◆ MATERIAL FOR THE TASK ◆
------------------------------------------------------------

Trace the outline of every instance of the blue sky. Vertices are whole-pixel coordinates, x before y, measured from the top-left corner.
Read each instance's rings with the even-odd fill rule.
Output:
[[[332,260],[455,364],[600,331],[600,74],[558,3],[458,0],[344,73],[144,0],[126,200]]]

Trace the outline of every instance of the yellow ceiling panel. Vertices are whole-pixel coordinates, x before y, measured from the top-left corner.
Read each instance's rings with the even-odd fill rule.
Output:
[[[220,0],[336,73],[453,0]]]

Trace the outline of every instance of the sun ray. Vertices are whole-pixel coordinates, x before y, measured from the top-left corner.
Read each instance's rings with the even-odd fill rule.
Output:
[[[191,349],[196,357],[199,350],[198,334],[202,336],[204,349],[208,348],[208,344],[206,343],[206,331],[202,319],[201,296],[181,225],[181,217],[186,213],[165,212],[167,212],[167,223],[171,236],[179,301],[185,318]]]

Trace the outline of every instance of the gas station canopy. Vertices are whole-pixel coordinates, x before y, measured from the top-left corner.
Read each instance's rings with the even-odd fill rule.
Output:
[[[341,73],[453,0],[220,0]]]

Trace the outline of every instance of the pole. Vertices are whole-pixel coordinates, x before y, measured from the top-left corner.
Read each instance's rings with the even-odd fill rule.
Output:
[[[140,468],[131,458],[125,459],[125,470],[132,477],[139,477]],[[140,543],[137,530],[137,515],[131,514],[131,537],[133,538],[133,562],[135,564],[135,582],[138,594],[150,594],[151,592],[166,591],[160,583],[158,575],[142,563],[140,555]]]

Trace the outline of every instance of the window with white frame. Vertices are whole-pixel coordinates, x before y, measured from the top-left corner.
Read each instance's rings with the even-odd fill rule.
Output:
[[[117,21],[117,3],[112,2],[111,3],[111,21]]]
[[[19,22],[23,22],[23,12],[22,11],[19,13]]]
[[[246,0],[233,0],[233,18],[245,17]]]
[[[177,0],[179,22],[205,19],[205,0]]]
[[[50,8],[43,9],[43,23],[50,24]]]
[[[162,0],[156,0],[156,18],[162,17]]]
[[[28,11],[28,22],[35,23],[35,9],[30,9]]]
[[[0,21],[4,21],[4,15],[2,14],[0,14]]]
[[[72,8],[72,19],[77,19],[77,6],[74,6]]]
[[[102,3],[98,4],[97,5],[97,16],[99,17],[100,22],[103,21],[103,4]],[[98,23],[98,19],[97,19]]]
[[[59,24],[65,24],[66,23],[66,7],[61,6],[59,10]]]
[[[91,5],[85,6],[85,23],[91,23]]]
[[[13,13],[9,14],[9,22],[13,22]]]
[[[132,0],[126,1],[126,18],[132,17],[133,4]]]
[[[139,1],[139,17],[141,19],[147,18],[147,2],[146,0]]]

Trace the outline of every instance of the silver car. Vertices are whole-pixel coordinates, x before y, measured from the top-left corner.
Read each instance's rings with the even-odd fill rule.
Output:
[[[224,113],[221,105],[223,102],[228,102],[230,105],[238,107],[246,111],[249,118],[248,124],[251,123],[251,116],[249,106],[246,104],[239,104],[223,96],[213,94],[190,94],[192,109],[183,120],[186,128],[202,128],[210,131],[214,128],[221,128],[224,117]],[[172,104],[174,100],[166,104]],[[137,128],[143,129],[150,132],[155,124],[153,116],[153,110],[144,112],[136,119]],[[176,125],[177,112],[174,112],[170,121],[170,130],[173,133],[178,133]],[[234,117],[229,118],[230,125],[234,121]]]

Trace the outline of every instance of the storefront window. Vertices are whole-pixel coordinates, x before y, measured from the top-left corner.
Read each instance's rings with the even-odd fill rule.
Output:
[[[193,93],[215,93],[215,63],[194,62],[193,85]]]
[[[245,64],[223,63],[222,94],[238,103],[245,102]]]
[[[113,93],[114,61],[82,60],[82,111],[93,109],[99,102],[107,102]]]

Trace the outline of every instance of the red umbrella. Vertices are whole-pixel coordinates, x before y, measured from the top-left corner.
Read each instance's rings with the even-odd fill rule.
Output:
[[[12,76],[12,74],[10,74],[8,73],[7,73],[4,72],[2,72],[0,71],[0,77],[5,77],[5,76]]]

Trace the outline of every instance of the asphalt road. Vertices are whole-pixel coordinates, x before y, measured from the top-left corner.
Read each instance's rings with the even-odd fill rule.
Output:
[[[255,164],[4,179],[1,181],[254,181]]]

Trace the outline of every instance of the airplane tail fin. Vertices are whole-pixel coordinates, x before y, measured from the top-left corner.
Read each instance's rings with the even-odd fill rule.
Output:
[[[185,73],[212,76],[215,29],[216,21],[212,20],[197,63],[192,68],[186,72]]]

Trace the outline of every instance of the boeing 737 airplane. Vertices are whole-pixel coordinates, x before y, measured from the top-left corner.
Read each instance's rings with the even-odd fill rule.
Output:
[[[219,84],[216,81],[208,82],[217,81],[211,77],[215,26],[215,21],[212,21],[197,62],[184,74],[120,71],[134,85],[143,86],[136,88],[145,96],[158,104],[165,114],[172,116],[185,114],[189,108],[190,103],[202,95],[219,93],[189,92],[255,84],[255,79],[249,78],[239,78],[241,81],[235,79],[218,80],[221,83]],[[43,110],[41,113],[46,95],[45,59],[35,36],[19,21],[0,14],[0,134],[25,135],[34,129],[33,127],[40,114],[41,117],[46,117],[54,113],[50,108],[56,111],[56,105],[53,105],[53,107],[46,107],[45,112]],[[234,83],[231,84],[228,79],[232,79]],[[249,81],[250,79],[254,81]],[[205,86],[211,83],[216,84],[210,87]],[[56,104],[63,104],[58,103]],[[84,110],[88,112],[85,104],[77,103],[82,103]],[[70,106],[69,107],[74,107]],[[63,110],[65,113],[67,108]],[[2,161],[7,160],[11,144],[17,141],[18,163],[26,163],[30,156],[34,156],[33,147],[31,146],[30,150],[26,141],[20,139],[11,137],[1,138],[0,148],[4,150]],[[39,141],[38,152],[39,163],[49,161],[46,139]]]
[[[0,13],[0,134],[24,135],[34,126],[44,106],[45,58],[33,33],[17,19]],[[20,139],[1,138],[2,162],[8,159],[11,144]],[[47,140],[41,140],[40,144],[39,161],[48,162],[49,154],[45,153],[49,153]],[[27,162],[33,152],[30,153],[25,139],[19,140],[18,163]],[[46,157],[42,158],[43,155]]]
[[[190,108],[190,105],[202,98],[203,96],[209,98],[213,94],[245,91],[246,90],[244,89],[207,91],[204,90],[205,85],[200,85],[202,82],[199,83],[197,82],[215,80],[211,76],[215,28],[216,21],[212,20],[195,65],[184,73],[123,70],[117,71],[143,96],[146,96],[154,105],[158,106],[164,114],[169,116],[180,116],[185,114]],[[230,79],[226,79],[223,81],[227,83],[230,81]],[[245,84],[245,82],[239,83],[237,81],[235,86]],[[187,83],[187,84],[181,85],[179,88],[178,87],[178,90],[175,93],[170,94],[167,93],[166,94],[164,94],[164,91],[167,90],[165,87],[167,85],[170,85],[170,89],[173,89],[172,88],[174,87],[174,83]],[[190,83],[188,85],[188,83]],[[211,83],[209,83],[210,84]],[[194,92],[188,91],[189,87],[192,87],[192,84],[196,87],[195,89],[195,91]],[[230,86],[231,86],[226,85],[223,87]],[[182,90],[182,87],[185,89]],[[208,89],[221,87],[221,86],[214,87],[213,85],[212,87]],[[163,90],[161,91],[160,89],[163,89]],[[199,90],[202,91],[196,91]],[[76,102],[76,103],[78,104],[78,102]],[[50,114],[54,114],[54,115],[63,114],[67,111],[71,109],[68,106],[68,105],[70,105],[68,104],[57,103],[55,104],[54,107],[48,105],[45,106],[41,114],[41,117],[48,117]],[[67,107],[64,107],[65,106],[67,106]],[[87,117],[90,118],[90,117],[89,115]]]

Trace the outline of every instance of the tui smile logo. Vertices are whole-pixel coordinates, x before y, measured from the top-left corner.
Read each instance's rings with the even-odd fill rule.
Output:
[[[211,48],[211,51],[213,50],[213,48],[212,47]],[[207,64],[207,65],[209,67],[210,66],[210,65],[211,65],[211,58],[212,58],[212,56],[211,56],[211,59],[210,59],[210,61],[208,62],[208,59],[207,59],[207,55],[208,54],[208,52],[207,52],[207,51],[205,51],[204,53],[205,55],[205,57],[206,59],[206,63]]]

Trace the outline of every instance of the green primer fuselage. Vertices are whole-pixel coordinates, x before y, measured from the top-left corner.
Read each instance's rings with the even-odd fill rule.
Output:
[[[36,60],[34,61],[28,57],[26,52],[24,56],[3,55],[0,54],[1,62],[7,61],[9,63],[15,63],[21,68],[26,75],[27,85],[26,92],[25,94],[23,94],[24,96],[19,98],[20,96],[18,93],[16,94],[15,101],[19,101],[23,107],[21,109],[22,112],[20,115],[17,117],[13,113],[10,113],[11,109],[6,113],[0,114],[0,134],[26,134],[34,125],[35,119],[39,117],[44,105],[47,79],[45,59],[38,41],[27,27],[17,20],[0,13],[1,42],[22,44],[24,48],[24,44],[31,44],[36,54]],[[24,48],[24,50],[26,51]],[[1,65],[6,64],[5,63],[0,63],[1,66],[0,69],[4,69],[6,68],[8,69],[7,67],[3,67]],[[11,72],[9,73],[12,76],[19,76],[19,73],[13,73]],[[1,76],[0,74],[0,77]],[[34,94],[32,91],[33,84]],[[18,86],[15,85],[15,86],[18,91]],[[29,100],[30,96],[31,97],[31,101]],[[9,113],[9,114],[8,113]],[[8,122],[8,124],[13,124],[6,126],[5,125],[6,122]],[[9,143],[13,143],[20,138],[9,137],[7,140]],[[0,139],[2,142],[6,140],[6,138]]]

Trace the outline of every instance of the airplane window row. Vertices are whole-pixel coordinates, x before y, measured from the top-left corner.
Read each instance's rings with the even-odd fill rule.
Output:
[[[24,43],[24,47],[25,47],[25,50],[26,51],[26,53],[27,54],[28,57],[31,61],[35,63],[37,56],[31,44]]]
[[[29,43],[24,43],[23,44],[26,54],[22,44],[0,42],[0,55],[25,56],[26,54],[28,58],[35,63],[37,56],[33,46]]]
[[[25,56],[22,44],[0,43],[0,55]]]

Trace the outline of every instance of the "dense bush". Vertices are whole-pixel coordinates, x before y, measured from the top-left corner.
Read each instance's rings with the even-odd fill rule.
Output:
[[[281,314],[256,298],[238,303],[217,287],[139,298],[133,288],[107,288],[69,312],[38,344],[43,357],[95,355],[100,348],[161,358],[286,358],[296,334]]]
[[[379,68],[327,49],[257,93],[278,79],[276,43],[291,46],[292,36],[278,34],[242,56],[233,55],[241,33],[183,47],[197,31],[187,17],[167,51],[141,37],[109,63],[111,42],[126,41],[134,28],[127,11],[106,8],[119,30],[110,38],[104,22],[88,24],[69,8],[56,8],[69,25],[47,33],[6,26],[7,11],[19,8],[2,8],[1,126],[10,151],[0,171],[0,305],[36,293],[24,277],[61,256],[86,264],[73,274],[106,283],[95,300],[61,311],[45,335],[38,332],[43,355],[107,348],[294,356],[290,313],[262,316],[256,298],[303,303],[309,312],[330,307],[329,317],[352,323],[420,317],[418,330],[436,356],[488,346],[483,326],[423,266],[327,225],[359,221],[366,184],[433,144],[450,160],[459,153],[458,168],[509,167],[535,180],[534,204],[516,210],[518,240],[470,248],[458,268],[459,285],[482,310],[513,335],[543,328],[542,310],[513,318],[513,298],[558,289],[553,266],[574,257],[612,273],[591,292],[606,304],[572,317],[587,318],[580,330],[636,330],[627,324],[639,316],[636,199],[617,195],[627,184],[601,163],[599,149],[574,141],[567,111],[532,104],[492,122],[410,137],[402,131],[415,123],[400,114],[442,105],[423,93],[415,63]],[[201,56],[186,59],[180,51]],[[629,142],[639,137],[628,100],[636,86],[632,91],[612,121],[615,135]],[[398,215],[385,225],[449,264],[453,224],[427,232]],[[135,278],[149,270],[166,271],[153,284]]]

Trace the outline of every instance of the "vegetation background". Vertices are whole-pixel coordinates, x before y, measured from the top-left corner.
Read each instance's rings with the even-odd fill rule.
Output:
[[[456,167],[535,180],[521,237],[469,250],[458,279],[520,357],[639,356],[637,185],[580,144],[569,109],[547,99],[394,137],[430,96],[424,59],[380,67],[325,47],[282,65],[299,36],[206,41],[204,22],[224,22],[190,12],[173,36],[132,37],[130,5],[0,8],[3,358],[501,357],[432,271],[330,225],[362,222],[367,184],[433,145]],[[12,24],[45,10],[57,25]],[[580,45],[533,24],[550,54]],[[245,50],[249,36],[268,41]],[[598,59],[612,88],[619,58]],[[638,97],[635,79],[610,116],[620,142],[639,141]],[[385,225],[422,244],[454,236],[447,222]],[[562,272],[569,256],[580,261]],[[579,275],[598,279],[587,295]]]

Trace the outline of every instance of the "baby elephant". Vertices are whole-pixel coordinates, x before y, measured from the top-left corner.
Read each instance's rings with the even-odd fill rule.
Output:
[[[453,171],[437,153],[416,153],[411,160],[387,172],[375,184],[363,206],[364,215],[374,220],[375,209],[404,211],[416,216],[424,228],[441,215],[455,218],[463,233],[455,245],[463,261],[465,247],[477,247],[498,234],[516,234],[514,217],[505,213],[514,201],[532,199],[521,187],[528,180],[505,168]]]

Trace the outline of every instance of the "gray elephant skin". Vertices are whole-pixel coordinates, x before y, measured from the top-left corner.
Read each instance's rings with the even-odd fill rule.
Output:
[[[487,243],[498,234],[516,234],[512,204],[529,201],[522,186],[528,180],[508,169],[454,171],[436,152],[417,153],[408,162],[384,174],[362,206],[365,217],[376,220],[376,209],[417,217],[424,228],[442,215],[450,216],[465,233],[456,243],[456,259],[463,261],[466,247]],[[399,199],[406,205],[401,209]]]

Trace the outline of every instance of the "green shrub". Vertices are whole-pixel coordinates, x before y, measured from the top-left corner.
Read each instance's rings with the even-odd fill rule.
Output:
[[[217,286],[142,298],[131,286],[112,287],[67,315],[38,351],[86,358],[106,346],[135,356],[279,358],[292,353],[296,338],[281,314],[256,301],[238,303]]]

------------------------------------------------------------

◆ INSTRUCTIONS FOR THE TASK ◆
Copy the listing above word for word, from its opening line down through the line containing "[[[220,0],[336,73],[453,0]]]", inclusive.

◆ SOLUTION ◆
Trace the outline of every instance of the blue sky. Vertices are whole-pixel coordinates, x before y, measured from the top-left corner.
Read each instance's rings with the even-odd fill rule.
Output:
[[[332,260],[455,364],[600,331],[600,74],[558,3],[458,0],[344,73],[144,0],[126,200]]]

Trace the outline of every instance of the yellow ceiling panel. Vertices are whole-pixel coordinates, x before y, measured from the top-left corner.
Read each instance's rings with the even-odd fill rule.
Output:
[[[220,0],[336,73],[453,0]]]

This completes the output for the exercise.